• DATASET RECORDS:
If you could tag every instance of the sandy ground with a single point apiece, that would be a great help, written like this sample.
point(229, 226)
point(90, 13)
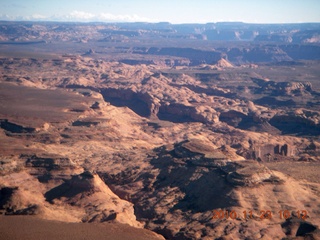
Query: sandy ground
point(31, 228)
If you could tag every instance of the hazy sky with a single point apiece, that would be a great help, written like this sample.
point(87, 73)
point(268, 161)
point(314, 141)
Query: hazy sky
point(174, 11)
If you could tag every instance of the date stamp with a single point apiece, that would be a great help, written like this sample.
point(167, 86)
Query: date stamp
point(262, 214)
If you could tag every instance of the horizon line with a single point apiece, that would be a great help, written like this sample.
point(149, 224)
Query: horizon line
point(159, 22)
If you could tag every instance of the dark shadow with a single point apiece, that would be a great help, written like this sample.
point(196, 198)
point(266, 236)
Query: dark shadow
point(131, 101)
point(14, 128)
point(305, 228)
point(70, 188)
point(210, 191)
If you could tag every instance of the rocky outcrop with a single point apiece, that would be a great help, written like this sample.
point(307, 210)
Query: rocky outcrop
point(87, 191)
point(299, 122)
point(249, 173)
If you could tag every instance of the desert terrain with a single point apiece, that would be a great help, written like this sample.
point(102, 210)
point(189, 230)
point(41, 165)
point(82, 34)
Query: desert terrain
point(159, 131)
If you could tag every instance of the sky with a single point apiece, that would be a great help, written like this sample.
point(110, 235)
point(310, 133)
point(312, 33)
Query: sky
point(173, 11)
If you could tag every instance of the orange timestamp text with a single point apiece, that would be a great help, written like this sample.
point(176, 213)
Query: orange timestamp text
point(262, 214)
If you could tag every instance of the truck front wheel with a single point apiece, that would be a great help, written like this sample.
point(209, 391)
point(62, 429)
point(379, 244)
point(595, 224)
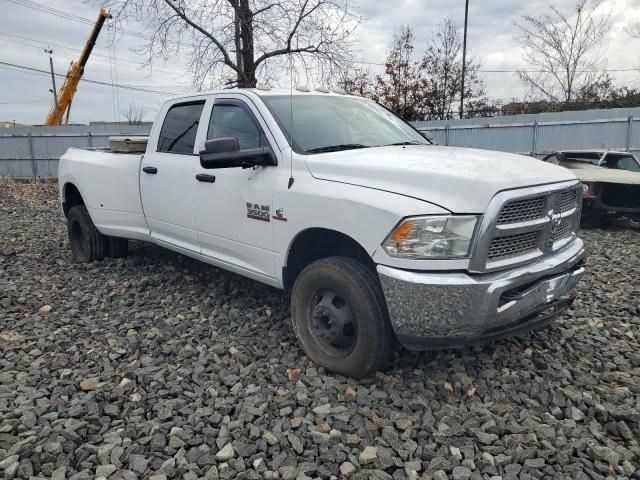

• DIRECTIONS:
Please return only the lines from the one holding "Query: desert terrain" through the end of the data, both ends included; do not copy any pictures.

• PROBLEM SOLUTION:
Query: desert terrain
point(159, 131)
If you could tag every instance of the sky with a single point apiece, that would be a great help, written like this sample.
point(110, 235)
point(310, 133)
point(312, 33)
Query: sky
point(173, 11)
If you could tag every instance of the orange timestamp text with a single point apiece, that would be a great help, written like this sample.
point(176, 213)
Query: orange timestamp text
point(262, 214)
If you could tag every instance of the truck front wheel with a single point apiece, that would be a great help, written like this sample.
point(209, 391)
point(62, 429)
point(379, 244)
point(595, 224)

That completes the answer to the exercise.